▼

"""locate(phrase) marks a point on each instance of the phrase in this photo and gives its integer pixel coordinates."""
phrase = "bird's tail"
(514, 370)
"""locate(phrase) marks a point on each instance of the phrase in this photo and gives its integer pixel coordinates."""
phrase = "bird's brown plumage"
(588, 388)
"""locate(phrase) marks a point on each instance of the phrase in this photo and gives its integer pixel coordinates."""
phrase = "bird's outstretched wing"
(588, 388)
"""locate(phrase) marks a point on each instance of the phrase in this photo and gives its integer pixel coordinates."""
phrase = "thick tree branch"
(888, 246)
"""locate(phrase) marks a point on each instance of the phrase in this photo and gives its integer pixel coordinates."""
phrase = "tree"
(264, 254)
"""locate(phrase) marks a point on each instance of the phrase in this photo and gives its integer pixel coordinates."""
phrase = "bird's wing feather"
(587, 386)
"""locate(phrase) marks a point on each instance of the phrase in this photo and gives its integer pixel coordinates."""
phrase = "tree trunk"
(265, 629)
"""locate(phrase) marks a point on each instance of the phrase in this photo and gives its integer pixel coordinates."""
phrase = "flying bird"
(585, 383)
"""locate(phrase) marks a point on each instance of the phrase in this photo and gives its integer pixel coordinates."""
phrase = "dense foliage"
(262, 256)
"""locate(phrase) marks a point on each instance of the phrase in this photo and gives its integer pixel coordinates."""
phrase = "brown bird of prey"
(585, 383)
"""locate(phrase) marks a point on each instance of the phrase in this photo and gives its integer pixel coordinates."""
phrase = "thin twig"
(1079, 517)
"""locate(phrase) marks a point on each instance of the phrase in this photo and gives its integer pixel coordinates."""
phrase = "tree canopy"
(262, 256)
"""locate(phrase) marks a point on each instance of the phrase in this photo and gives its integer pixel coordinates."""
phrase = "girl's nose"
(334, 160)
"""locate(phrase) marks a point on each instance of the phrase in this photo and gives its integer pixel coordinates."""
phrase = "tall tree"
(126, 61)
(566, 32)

▲

WORK TO COMPLETE = The entries shown above must be reproduced in full, exactly as written.

RESULT =
"""locate(phrase) marks a point on each instance of the phrase in this photo and gives its integer pixel coordinates."""
phrase = "bird's tail"
(514, 370)
"""locate(phrase) marks a point on each instance of the phrase in this photo and gives its integer pixel coordinates."""
phrase = "bird's brown plumage"
(588, 388)
"""locate(phrase) marks a point on each instance of the phrase in this photo and gives its integer pixel coordinates."""
phrase = "bird's outstretched wing"
(588, 388)
"""locate(phrase) marks a point on each instance of the phrase in this photo and gives its integer pixel coordinates."""
phrase = "thick tree branch"
(888, 246)
"""locate(phrase) marks a point on each instance of the phrase in this photo and gives its integer pixel coordinates."""
phrase = "tree"
(264, 254)
"""locate(phrase) marks a point on each instance of the phrase in this photo and gives its integer pixel coordinates."""
phrase = "bird's wing feather"
(587, 386)
"""locate(phrase) marks a point on each instance of the phrase in this photo and gives its integer pixel coordinates."""
phrase = "tree trunk"
(265, 629)
"""locate(phrase) marks a point on each instance of the phrase in this photo and gives its integer pixel coordinates."""
phrase = "flying bird"
(585, 383)
"""locate(phrase) marks a point on each instance of the phrase in this photo and gives its integer pixel coordinates."""
phrase = "dense foliage"
(262, 256)
"""locate(phrase) marks a point on each instance of the phrase in this photo and gives its integer pixel coordinates."""
phrase = "brown bird of prey"
(585, 383)
"""locate(phrase) marks a point on each instance of the phrase in this photo and gives its integer pixel coordinates."""
phrase = "thin twig"
(1079, 517)
"""locate(phrase) marks a point on each instance of the phrase in this photo and gives its integer pixel coordinates."""
phrase = "tree canopy"
(262, 256)
"""locate(phrase) marks a point on each instance of the phrase in this photo and gives its integer pixel coordinates."""
phrase = "girl's nose"
(334, 160)
"""locate(phrase) marks a point on each instance of the phrase in this photo and gives its integer pixel coordinates."""
phrase = "tall tree"
(126, 61)
(566, 32)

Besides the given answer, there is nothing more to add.